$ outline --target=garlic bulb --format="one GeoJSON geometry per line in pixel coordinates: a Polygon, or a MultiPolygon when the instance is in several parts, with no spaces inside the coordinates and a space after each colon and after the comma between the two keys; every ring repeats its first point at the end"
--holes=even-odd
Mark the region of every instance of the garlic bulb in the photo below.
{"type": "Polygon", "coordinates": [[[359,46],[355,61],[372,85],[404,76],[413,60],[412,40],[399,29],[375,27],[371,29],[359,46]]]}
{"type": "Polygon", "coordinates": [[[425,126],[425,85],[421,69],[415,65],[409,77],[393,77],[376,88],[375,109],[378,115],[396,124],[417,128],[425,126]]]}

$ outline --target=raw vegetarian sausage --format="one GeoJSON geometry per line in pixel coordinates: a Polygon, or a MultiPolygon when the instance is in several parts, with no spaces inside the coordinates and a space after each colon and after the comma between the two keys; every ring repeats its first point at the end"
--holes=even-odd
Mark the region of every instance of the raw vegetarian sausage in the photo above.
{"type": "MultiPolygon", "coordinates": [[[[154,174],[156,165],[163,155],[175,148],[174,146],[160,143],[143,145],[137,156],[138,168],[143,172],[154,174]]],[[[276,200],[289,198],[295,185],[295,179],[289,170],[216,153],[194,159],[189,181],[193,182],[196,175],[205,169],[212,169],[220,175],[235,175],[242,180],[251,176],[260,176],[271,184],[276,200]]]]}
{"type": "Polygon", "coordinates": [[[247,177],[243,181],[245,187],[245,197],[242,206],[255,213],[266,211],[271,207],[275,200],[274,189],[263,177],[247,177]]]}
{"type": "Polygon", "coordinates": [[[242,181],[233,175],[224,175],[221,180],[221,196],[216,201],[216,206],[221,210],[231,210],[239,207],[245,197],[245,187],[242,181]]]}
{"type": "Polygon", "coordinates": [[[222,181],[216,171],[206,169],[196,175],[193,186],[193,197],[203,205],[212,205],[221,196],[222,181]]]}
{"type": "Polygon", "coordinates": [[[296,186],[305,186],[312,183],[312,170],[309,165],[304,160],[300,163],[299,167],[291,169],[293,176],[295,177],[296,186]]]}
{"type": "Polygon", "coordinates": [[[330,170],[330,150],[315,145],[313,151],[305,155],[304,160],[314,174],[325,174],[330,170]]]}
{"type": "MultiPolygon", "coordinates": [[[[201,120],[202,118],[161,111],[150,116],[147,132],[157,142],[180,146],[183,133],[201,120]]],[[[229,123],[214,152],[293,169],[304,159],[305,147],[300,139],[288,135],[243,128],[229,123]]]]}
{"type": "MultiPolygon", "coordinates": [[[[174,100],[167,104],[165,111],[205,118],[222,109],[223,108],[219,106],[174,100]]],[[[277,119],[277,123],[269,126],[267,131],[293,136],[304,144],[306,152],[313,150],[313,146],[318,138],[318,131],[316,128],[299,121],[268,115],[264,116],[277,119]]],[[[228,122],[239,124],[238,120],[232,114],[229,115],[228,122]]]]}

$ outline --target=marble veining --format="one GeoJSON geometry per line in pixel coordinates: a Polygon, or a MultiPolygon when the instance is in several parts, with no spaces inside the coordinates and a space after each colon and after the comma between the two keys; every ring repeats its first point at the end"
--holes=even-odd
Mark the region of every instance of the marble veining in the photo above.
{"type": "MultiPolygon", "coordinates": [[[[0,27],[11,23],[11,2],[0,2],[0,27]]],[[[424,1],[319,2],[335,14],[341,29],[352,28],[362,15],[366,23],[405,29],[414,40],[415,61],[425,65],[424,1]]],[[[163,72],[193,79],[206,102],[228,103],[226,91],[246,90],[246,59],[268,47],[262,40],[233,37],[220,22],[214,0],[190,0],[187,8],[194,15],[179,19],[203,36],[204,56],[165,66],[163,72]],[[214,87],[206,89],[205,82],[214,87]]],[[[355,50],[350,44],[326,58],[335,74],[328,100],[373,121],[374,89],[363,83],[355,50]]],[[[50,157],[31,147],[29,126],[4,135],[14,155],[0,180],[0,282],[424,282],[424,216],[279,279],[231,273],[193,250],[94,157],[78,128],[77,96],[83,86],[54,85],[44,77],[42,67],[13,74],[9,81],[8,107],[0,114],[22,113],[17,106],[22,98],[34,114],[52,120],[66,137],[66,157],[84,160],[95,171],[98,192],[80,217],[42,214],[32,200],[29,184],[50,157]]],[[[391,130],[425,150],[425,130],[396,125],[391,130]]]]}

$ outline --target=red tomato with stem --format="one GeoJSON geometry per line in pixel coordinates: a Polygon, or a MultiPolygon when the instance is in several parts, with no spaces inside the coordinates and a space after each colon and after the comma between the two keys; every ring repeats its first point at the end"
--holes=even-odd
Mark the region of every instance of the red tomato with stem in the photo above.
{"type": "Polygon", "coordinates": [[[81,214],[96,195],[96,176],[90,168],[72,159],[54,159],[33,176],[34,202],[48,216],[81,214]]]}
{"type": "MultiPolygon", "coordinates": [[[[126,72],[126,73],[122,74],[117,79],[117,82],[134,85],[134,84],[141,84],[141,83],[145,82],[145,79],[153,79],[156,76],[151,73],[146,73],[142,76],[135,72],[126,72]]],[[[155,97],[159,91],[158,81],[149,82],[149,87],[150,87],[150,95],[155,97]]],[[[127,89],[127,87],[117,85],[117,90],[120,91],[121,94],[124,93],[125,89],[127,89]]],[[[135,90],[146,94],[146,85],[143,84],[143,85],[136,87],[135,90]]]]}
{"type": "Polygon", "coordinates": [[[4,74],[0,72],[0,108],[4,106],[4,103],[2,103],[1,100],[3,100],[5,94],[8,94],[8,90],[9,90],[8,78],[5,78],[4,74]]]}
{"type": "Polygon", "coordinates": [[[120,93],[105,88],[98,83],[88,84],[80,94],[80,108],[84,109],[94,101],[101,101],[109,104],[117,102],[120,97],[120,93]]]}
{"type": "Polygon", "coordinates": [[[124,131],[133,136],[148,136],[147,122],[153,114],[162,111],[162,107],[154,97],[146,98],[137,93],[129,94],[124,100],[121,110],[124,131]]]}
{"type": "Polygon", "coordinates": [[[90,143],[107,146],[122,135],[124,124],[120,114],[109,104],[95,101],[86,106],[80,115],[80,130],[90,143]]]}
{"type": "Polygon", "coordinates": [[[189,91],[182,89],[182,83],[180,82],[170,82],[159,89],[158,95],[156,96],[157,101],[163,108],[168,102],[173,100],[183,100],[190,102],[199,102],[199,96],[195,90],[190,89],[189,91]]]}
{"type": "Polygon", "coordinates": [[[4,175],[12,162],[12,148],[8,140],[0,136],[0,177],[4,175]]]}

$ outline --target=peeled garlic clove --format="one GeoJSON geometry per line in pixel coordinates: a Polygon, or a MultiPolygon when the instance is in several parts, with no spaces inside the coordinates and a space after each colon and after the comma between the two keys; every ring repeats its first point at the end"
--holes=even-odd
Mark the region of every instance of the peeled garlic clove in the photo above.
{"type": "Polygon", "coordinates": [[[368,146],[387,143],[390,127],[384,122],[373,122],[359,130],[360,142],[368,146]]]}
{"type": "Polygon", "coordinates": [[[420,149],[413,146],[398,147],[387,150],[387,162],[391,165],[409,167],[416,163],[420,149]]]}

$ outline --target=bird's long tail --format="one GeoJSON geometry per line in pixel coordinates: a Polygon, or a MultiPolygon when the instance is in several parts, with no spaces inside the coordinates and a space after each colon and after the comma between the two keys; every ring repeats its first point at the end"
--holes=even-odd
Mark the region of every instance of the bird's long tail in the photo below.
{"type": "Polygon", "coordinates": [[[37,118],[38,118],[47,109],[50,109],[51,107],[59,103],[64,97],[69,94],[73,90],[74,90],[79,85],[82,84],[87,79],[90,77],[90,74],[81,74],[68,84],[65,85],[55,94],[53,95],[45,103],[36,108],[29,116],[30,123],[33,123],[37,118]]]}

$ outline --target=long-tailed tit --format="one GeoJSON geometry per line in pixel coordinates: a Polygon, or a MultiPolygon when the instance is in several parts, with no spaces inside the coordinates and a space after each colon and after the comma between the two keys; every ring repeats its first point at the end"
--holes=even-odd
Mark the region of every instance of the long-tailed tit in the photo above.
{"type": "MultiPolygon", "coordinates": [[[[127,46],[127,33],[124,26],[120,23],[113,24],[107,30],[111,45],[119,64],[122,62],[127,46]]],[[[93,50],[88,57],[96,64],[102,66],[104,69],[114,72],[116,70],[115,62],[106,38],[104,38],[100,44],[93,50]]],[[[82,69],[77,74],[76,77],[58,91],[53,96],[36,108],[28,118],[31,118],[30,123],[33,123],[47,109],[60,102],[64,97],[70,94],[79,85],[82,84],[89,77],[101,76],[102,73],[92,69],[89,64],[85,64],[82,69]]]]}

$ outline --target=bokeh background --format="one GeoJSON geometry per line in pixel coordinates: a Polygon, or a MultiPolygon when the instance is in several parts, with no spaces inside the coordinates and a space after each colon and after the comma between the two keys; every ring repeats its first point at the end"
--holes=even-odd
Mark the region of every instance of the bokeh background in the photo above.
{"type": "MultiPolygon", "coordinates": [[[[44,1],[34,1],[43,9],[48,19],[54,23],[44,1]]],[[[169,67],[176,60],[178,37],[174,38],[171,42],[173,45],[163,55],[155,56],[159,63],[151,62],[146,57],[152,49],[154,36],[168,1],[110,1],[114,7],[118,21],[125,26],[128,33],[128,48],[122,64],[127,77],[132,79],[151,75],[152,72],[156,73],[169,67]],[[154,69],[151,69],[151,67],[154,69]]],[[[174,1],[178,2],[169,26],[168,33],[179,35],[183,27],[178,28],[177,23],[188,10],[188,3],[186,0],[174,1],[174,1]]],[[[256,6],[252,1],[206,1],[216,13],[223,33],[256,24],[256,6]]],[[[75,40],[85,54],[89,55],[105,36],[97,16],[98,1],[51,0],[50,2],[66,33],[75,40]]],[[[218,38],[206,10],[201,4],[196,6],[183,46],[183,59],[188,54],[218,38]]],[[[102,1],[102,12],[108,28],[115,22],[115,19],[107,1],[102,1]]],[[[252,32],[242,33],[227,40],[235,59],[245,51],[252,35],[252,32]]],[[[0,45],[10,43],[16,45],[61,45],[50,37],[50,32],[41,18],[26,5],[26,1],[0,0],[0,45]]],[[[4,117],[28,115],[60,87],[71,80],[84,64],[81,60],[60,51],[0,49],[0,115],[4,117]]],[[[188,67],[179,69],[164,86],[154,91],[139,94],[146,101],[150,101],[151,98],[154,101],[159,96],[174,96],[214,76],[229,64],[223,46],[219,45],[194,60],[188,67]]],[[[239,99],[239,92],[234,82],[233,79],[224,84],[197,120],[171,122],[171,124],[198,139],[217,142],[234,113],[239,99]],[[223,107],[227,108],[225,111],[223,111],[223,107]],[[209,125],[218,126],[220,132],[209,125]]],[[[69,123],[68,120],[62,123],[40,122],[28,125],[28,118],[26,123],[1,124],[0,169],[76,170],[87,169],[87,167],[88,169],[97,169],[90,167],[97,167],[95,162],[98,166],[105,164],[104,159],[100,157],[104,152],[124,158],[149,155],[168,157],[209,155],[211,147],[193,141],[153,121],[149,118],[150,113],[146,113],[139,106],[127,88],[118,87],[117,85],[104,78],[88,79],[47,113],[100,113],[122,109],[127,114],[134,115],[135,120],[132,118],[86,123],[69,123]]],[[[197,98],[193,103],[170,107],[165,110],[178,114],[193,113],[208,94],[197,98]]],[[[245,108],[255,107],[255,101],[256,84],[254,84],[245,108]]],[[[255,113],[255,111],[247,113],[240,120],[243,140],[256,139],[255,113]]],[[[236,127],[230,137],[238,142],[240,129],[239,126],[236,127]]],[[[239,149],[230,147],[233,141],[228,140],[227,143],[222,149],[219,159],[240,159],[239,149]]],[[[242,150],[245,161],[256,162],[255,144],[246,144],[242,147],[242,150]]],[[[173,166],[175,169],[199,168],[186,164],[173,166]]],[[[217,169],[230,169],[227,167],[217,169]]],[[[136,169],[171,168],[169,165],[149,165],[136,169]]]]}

Task objective
Pick out every line above that contains the string "below" and copy each one in full.

Expected answer
Mark the region of every instance of the garlic bulb in the photo below.
Mark the region of every instance of the bird's long tail in the photo below.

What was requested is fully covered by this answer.